### [Work to complete]
Return every line of the records below that contains the word "highlight".

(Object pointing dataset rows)
↓

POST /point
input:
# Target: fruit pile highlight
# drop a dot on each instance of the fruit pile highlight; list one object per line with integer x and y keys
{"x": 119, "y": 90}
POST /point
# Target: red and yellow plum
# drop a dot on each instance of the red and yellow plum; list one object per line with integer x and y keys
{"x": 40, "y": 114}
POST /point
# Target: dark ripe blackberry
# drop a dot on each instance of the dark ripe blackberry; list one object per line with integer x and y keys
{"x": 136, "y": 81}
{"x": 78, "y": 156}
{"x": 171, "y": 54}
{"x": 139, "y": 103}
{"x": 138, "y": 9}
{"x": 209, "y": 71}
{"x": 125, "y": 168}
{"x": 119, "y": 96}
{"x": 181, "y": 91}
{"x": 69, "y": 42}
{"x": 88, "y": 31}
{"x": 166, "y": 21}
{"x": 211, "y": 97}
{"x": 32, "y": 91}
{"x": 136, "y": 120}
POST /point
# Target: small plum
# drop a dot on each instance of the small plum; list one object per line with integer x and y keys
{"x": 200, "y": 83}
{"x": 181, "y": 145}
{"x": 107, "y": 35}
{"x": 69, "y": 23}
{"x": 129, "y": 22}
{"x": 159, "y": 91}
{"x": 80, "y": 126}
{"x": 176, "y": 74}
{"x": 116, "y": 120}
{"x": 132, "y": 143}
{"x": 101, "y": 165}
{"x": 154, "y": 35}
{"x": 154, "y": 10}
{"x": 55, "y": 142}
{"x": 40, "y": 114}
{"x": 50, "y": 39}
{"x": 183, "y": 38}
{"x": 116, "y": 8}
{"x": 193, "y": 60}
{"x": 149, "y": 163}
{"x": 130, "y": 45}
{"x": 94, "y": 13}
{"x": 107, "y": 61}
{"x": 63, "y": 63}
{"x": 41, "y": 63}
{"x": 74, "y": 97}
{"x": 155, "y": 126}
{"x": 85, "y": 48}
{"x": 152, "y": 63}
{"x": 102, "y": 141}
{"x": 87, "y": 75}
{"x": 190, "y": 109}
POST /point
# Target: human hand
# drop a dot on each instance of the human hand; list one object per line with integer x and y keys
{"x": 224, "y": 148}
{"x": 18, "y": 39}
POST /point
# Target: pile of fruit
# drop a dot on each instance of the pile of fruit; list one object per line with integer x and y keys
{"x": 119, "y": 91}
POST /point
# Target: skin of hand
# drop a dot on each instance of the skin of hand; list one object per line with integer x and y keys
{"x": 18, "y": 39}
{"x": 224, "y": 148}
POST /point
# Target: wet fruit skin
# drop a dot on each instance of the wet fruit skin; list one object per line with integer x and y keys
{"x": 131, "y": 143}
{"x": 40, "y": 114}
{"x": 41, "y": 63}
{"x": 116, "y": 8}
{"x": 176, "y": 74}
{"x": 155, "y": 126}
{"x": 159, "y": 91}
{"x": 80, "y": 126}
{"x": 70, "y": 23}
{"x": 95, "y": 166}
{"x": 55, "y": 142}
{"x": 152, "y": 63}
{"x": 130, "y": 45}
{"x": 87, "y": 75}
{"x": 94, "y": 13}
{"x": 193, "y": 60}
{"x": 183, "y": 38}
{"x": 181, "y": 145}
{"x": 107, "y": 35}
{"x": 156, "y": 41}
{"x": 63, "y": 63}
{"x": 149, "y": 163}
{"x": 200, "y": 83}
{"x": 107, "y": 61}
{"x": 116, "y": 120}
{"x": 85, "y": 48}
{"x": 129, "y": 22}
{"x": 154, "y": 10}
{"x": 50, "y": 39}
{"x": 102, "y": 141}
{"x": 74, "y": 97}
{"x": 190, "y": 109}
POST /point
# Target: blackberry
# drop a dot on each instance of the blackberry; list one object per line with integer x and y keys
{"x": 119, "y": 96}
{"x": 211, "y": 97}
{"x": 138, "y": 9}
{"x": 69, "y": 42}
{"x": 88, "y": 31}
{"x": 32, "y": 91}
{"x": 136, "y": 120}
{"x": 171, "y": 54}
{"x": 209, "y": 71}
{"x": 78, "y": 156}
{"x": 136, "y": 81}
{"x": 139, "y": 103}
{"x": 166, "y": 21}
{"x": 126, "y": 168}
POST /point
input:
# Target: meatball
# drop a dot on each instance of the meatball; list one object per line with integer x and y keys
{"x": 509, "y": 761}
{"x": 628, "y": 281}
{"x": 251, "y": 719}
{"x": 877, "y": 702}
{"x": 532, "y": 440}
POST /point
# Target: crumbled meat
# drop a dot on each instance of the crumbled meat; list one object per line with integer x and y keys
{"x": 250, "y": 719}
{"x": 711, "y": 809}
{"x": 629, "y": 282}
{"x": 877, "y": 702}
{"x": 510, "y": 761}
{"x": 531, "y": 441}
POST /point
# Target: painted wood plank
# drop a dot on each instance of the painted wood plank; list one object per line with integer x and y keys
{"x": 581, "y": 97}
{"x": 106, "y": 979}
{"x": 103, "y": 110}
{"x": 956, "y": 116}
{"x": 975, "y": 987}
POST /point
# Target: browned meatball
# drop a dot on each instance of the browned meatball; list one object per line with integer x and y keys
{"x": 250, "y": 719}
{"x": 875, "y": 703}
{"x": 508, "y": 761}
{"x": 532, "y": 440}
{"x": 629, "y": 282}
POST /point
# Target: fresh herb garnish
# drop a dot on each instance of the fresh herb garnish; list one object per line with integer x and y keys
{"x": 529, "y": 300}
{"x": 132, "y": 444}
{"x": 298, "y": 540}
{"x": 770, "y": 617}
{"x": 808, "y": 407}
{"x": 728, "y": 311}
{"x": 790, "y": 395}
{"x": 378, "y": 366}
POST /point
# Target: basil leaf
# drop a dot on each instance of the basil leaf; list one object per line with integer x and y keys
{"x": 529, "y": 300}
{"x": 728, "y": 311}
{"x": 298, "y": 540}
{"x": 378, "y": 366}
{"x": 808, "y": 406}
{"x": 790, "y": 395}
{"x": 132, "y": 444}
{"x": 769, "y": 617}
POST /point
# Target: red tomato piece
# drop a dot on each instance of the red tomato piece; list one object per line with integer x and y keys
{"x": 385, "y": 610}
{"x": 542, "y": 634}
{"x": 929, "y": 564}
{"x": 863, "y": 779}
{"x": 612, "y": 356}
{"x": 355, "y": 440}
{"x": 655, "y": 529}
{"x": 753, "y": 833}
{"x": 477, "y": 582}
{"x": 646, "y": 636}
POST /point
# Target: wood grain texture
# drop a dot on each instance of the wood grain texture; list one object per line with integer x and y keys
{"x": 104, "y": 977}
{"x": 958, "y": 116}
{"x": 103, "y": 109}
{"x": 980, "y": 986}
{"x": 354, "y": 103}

↑

### [Task solution]
# Target: fruit pile highlight
# drop a dot on each instance of the fruit pile highlight; list one object per line with integer x and y keys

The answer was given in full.